Segmentation dataset lines (excerpts)
____

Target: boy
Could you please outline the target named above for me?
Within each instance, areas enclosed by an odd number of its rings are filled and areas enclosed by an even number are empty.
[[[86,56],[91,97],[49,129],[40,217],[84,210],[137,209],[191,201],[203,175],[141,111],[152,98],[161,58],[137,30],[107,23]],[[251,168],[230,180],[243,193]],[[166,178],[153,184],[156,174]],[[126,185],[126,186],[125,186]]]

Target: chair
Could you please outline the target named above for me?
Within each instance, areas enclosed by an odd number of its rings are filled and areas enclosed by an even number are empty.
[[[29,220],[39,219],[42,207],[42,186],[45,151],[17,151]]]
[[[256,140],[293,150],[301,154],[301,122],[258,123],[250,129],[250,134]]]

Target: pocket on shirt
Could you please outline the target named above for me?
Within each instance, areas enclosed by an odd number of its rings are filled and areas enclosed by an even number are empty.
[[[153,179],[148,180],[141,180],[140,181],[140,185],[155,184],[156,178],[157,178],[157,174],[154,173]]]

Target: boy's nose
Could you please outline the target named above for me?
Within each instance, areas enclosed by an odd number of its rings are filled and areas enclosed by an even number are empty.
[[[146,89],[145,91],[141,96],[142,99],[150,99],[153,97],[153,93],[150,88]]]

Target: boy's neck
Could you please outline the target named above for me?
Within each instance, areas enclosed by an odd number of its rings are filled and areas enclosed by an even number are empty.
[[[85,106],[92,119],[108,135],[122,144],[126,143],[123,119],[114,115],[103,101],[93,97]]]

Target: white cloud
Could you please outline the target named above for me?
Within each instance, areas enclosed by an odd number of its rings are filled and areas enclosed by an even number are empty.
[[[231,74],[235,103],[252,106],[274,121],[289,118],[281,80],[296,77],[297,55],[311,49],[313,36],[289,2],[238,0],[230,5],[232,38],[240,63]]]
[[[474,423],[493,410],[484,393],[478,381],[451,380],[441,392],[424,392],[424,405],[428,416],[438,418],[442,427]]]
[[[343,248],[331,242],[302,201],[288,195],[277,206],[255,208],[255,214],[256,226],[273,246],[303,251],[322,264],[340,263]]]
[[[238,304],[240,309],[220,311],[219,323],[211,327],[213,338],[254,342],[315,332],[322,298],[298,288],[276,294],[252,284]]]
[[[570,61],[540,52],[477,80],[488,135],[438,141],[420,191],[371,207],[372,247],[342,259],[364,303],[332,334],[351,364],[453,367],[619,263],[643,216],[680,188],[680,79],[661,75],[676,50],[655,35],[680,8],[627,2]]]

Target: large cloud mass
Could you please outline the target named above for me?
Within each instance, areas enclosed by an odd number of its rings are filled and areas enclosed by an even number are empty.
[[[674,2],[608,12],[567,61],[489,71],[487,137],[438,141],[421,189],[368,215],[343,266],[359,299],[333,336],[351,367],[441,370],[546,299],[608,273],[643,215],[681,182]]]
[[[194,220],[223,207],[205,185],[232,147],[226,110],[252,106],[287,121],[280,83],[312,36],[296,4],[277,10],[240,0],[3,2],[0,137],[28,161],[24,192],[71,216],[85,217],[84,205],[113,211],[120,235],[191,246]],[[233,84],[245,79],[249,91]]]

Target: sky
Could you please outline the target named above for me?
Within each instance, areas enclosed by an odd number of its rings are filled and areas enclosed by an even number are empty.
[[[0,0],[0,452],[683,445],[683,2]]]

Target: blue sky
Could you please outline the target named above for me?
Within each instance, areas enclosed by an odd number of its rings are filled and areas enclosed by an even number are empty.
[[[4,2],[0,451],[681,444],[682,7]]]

____

Reproduce the lines above from the line with "Target: sky" through the end of the lines, requests included, multiplying every coordinate in the polygon answers by 2.05 and rounding each result to a whole number, with halves rounded up.

Target: sky
Could you please outline the target named above for me?
Within each instance, areas enclosed by an odd number of its rings are filled and areas enclosed by an even number are empty.
[[[0,0],[0,927],[1400,912],[1400,4]]]

Target: blue sky
Could you please outline the target named above for me?
Within each instance, areas enclosed by an odd number of its rings are filled and areas enclosed by an even number are empty.
[[[8,4],[0,925],[1396,910],[1398,14]]]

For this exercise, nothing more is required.